** Data **
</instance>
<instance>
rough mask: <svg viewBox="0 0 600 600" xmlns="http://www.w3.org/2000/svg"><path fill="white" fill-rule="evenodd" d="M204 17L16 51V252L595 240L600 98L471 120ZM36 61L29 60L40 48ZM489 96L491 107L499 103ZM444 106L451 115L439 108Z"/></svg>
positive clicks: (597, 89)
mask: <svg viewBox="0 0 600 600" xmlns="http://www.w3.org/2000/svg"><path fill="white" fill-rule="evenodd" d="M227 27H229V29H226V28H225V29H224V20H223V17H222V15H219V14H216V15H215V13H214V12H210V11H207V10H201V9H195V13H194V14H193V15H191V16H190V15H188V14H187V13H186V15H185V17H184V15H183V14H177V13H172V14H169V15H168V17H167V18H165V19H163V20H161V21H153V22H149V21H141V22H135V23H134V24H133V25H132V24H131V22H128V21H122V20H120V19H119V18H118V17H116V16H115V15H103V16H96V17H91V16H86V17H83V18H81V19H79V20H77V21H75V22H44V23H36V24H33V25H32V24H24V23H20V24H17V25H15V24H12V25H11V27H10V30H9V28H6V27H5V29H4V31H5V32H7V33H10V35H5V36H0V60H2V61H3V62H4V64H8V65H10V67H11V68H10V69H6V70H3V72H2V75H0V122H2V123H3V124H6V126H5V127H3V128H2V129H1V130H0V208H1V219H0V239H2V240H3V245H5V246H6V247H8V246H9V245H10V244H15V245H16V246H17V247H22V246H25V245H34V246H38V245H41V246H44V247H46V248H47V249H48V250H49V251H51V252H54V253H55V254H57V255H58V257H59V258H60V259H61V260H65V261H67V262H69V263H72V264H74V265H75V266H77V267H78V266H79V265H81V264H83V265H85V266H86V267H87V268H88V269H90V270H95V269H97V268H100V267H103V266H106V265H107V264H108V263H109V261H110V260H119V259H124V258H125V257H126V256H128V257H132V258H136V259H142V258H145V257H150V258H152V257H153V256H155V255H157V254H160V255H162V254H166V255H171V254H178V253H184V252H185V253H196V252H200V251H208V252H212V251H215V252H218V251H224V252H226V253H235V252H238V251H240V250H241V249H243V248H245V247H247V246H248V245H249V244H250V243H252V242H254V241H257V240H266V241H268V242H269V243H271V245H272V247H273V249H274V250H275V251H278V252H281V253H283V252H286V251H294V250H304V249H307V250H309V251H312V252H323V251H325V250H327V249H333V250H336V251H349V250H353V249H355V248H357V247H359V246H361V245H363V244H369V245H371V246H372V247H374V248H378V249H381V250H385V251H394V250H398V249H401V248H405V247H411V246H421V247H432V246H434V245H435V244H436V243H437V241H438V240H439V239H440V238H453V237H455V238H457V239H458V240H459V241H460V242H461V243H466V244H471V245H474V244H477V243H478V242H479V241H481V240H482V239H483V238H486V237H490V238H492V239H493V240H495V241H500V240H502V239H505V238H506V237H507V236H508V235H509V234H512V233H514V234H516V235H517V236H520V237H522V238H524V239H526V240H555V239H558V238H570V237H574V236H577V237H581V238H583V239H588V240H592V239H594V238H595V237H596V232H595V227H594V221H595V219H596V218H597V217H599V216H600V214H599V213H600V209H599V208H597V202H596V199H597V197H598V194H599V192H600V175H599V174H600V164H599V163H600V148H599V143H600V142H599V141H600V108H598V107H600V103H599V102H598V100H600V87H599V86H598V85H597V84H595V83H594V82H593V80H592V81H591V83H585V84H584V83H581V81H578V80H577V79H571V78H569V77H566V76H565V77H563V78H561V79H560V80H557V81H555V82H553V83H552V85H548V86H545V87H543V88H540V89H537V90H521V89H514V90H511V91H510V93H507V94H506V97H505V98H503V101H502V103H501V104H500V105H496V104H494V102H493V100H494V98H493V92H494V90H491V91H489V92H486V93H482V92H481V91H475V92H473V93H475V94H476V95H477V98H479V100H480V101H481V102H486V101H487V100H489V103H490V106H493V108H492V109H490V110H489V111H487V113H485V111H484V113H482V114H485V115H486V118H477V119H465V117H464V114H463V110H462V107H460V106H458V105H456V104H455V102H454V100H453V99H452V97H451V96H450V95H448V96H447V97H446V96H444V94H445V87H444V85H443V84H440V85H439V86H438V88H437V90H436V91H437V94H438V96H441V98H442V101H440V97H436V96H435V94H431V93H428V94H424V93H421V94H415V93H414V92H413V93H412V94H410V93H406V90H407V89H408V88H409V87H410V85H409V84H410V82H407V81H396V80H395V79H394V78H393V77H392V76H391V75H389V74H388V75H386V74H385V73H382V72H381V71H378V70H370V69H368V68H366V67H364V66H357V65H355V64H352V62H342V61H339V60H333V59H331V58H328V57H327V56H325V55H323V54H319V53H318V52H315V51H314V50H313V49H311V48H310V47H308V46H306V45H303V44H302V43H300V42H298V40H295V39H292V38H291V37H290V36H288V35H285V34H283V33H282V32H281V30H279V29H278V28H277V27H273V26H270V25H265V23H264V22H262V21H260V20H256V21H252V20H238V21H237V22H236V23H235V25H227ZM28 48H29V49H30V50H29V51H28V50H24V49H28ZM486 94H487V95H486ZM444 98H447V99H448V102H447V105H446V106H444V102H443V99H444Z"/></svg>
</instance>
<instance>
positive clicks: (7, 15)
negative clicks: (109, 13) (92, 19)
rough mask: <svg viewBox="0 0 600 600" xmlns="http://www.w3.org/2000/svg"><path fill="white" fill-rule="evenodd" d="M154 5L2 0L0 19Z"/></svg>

** Exercise requirements **
Set down all of the entries above again, line for line, with no changes.

** Answer to the problem **
</instance>
<instance>
rough mask: <svg viewBox="0 0 600 600" xmlns="http://www.w3.org/2000/svg"><path fill="white" fill-rule="evenodd" d="M204 17L16 51V252L595 240L600 98L471 120ZM36 61L29 60L40 48ZM489 96L491 107L499 103ZM444 106L451 115L439 108Z"/></svg>
positive clicks: (597, 89)
mask: <svg viewBox="0 0 600 600" xmlns="http://www.w3.org/2000/svg"><path fill="white" fill-rule="evenodd" d="M227 27H229V29H226V28H225V29H224V20H223V17H222V15H219V14H216V15H215V13H214V12H210V11H207V10H201V9H195V13H194V14H193V15H191V16H190V15H188V14H187V13H186V15H185V17H184V15H183V14H177V13H172V14H169V15H168V17H167V18H165V19H163V20H161V21H153V22H149V21H141V22H135V23H134V24H133V25H132V24H131V22H128V21H122V20H120V19H119V18H118V17H116V16H115V15H103V16H96V17H91V16H86V17H83V18H81V19H79V20H77V21H75V22H44V23H36V24H33V25H32V24H24V23H20V24H17V25H15V24H12V25H11V27H10V30H9V28H6V27H5V29H4V31H5V32H7V33H10V35H5V36H0V60H2V61H3V62H4V64H8V65H10V67H11V68H10V69H6V70H3V72H2V75H0V122H2V123H3V124H6V126H5V127H3V128H2V129H1V130H0V208H1V219H0V239H2V240H3V245H5V246H6V247H8V246H9V245H10V244H15V245H16V246H17V247H22V246H25V245H34V246H38V245H41V246H44V247H46V248H47V249H48V250H49V251H51V252H54V253H55V254H57V255H58V257H59V258H60V259H61V260H65V261H67V262H69V263H72V264H74V265H75V266H77V267H78V266H79V265H81V264H83V265H85V266H86V267H87V268H88V269H90V270H95V269H97V268H100V267H103V266H106V265H107V264H108V263H109V261H110V260H119V259H124V258H125V257H126V256H128V257H132V258H136V259H142V258H145V257H150V258H152V257H153V256H155V255H157V254H160V255H162V254H166V255H171V254H178V253H184V252H185V253H196V252H200V251H208V252H212V251H215V252H218V251H224V252H226V253H235V252H238V251H240V250H241V249H243V248H245V247H247V246H248V245H249V244H250V243H252V242H254V241H257V240H266V241H268V242H269V243H271V245H272V247H273V249H274V250H275V251H278V252H281V253H283V252H286V251H294V250H304V249H307V250H309V251H312V252H323V251H325V250H327V249H333V250H336V251H349V250H353V249H355V248H357V247H359V246H361V245H363V244H369V245H371V246H372V247H374V248H378V249H381V250H385V251H394V250H398V249H401V248H405V247H411V246H421V247H432V246H434V245H435V244H436V243H437V241H438V240H439V239H440V238H453V237H455V238H457V239H458V240H459V241H460V242H461V243H466V244H471V245H474V244H477V243H478V242H479V241H481V240H482V239H483V238H486V237H490V238H492V239H493V240H495V241H500V240H502V239H505V238H506V237H507V236H508V235H509V234H512V233H514V234H516V235H517V236H520V237H522V238H524V239H526V240H555V239H558V238H570V237H574V236H577V237H581V238H583V239H588V240H592V239H594V238H595V237H596V232H595V227H594V221H595V219H596V218H597V217H599V216H600V214H599V213H600V209H599V208H597V202H596V199H597V197H598V194H599V192H600V175H599V174H600V164H599V163H600V148H599V143H600V142H599V141H600V108H598V107H600V103H599V102H598V100H600V87H599V86H598V85H597V84H595V83H594V82H593V80H592V81H591V83H585V84H584V83H581V81H578V80H577V79H571V78H569V77H566V76H565V77H563V78H561V79H560V80H557V81H555V82H553V83H552V85H548V86H545V87H543V88H540V89H537V90H521V89H514V90H511V91H510V93H507V94H506V97H505V98H503V101H502V103H501V104H500V105H496V104H494V102H493V100H494V98H493V92H494V90H491V91H489V92H486V93H482V92H481V91H475V92H473V93H475V94H476V95H477V98H479V100H480V101H481V102H486V101H487V100H489V103H490V106H493V108H492V109H490V110H489V111H487V113H485V111H484V113H482V114H485V115H486V118H477V119H465V117H464V114H463V110H462V107H460V106H458V105H456V104H455V102H454V100H453V99H452V97H451V96H450V95H448V96H447V97H446V96H444V94H445V87H444V85H443V84H440V85H439V86H438V88H437V90H436V91H437V94H438V96H441V98H442V101H440V97H436V96H435V94H431V93H428V94H424V93H421V94H415V93H414V92H413V93H412V94H410V93H406V90H407V89H408V88H409V87H410V85H409V84H410V82H407V81H396V80H395V79H394V78H393V77H392V76H391V75H389V74H388V75H386V74H385V73H382V72H381V71H378V70H370V69H368V68H366V67H364V66H357V65H355V64H352V62H342V61H339V60H333V59H331V58H328V57H327V56H325V55H323V54H319V53H318V52H315V51H314V50H313V49H311V48H310V47H308V46H306V45H303V44H302V43H300V42H298V40H295V39H292V38H291V37H290V36H288V35H285V34H283V33H282V32H281V30H279V29H278V28H277V27H273V26H270V25H265V23H264V22H262V21H260V20H256V21H252V20H238V21H237V22H236V23H235V25H227ZM28 48H29V49H30V50H29V51H28V50H24V49H28ZM486 94H487V95H486ZM444 98H447V99H448V102H447V105H446V106H444V102H443V99H444Z"/></svg>
</instance>
<instance>
positive clicks: (7, 15)
negative clicks: (109, 13) (92, 19)
rough mask: <svg viewBox="0 0 600 600" xmlns="http://www.w3.org/2000/svg"><path fill="white" fill-rule="evenodd" d="M154 5L2 0L0 19Z"/></svg>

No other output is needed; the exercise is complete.